• _Work instructions_:
Your answer should be the lines of the data below that contain "pole".

• _Data records_:
>>>>>
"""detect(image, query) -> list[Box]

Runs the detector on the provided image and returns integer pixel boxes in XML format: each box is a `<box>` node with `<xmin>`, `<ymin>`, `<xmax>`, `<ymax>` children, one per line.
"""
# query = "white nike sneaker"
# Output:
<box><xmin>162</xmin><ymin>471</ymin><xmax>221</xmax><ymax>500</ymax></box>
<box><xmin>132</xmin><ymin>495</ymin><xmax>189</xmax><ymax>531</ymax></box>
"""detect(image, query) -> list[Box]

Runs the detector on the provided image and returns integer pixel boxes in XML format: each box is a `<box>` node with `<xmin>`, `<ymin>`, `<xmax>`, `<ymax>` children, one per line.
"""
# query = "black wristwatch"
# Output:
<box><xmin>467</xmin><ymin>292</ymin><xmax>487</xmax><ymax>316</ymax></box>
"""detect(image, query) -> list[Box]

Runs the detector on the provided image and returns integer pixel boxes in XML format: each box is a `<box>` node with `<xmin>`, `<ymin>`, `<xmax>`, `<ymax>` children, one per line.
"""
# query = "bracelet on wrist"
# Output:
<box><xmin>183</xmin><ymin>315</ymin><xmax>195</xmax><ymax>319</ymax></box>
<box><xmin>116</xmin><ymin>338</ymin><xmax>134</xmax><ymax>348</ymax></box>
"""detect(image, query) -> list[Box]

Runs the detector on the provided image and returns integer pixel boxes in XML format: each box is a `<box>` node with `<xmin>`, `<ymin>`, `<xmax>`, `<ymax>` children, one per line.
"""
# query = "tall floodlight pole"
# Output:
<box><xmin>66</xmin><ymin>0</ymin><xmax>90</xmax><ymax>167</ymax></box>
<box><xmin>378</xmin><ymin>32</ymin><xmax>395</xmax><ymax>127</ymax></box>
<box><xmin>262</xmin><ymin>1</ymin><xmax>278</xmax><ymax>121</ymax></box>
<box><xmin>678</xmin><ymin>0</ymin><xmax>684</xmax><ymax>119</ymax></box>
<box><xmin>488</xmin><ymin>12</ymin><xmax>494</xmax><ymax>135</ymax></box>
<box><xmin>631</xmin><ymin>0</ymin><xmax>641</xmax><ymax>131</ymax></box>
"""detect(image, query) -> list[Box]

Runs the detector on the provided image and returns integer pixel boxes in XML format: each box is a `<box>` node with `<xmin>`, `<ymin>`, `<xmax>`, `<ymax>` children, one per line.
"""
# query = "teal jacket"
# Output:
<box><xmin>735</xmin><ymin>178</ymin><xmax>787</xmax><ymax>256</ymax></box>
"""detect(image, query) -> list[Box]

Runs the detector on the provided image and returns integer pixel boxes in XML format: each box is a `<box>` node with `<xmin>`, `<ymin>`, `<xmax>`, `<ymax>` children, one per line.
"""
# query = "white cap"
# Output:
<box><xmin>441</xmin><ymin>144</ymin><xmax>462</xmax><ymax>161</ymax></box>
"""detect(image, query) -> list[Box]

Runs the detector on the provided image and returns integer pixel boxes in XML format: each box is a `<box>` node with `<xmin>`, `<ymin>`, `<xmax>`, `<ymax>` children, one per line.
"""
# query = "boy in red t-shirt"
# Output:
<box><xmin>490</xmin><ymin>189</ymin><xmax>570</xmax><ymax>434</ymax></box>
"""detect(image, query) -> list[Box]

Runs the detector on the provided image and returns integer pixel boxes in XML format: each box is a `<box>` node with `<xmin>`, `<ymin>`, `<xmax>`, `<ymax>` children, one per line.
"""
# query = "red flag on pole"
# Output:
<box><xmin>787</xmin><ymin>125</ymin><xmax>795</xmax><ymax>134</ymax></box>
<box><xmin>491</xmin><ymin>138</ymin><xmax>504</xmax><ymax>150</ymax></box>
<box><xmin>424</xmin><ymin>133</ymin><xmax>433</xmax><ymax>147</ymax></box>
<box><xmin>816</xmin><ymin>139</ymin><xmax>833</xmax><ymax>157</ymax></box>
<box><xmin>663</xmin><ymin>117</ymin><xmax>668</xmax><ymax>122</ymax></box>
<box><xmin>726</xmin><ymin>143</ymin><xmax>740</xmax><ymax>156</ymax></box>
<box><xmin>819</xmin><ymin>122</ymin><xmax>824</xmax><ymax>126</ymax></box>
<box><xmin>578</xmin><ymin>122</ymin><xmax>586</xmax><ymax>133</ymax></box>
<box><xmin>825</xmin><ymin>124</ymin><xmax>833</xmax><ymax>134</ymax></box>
<<<<<
• _Solution_:
# query = "tall floodlight pole"
# query = "red flag on pole"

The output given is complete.